AIM OF THE TASK => Give the data again exactly as written, skipping any pictures.
++++++++++++++++++++
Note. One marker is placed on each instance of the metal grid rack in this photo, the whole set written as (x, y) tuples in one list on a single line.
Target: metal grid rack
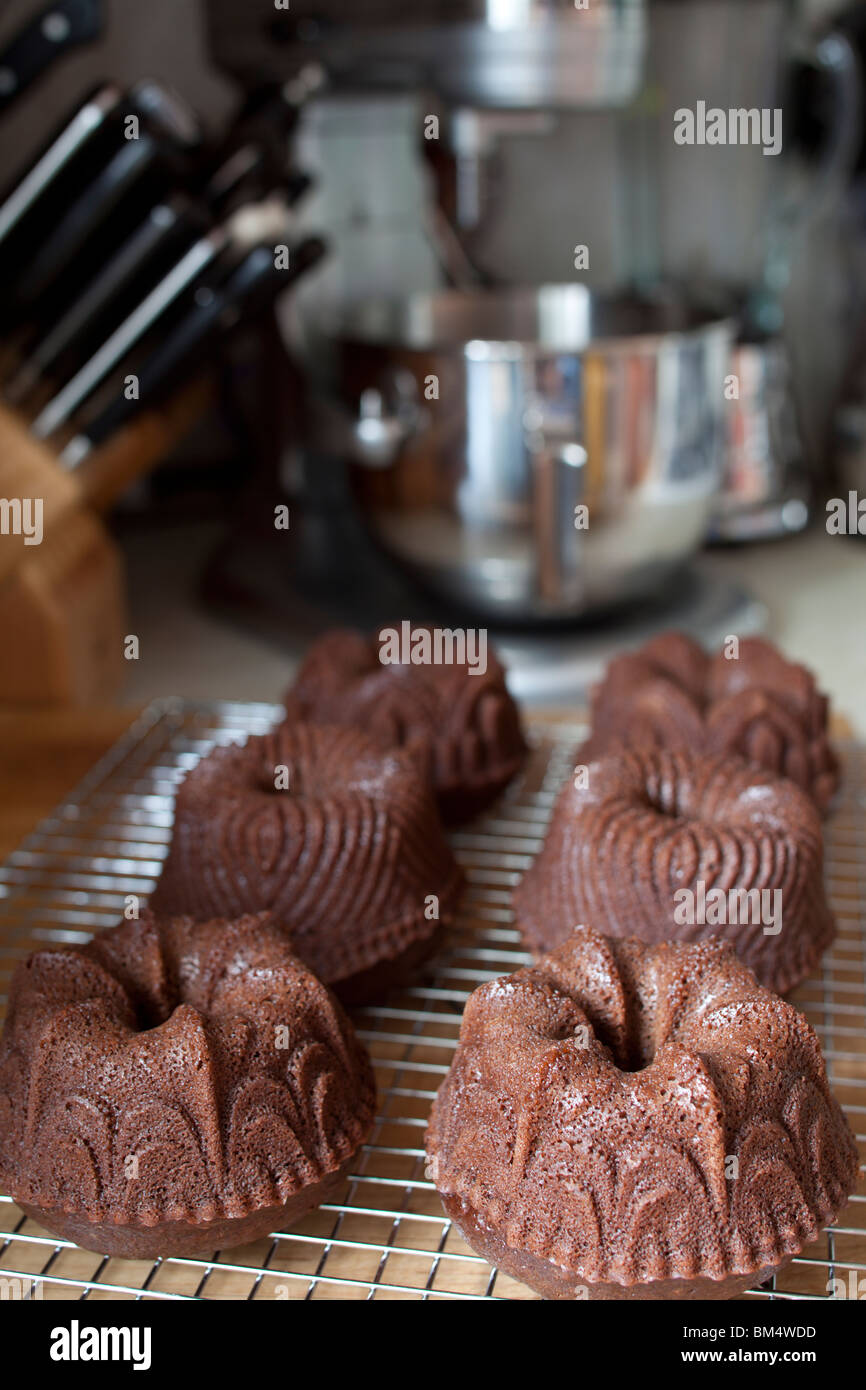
[(387, 1237)]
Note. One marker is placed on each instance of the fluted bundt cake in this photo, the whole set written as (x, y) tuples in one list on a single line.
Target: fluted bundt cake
[(337, 837), (638, 1122), (174, 1087), (666, 845), (467, 724), (761, 706)]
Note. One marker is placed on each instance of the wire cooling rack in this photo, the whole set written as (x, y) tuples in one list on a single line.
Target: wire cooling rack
++++++++++++++++++++
COMPLETED TASK =>
Note. One marker is placed on each instance of the metal grid rack in this photo, the whole set written as (x, y) tuples in one list on a single line.
Target: metal grid rack
[(387, 1237)]
Note. One marker is placed on each instance of the fluted bundt cake in this photo, the whole set written as (x, y) tuples in one list on a single line.
Target: fluted bundt cake
[(337, 837), (638, 1122), (174, 1087), (666, 845), (467, 724), (761, 706)]
Note. One marker is placed on each instance of the wire cooling rack in this photo, the whole set written as (x, y) tuples in one list on a single line.
Target: wire cooling rack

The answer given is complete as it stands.